**REQUIRED TASK:** Copy the lines of every item below verbatim, omitting the pictures.
— Start of DATA EXTRACT —
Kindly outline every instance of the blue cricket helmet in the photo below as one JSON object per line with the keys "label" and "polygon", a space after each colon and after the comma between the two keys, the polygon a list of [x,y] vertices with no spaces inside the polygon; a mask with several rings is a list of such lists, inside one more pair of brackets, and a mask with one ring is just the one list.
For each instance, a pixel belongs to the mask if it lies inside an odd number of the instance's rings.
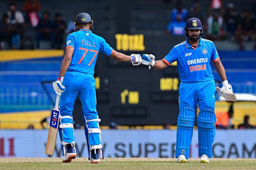
{"label": "blue cricket helmet", "polygon": [[76,22],[75,22],[75,26],[76,31],[78,31],[76,26],[77,24],[90,23],[92,24],[92,27],[90,30],[92,32],[93,29],[93,21],[92,20],[90,15],[87,13],[80,13],[76,16]]}
{"label": "blue cricket helmet", "polygon": [[[196,18],[190,18],[187,21],[186,26],[184,27],[185,36],[192,41],[197,41],[202,37],[203,28],[204,26],[202,25],[202,23],[200,19]],[[201,31],[197,37],[195,39],[193,37],[189,37],[188,30],[201,30]]]}

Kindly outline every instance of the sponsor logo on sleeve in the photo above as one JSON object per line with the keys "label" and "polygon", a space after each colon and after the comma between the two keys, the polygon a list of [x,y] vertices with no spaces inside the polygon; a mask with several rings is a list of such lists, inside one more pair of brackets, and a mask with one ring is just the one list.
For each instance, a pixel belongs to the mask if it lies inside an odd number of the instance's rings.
— End of DATA EXTRACT —
**SOLVED PROBLEM:**
Kindly outline every instance of the blue cricket helmet in the photo below as one JSON object per line with the keys "label" and "polygon", a space after each colon and after the comma between the two keys, the polygon a list of [x,y] vertices with no spaces inside the polygon; a mask with several rings is a list of such lists, inside one more pair of brackets, and a mask with one ring is just the one list.
For each instance, a pixel belongs to the mask if it lies inside an odd number of the instance's rings.
{"label": "blue cricket helmet", "polygon": [[76,22],[75,22],[75,26],[76,31],[78,31],[76,26],[77,24],[90,23],[92,24],[92,27],[90,30],[92,32],[93,29],[93,21],[92,20],[90,15],[87,13],[80,13],[76,16]]}
{"label": "blue cricket helmet", "polygon": [[[196,18],[190,18],[187,21],[186,26],[184,27],[185,36],[192,41],[197,41],[202,37],[203,28],[204,26],[202,25],[202,23],[200,19]],[[201,31],[197,37],[195,39],[193,37],[189,37],[188,30],[201,30]]]}

Kindly outline every instance of the sponsor logo on sleeve in the photo above as one JSON object per line with the keys "label" and "polygon", a space after each colon and after the comma between the two keys, the polygon a list of [x,y] vertices with no spaces inside the polygon; a mask with several rings is a list of such lists, inside one more pair of brackets, and a mask with one ring is just the one list.
For each instance, a pixel belongs to the mask if it lies inside an odd number of the instance's rings.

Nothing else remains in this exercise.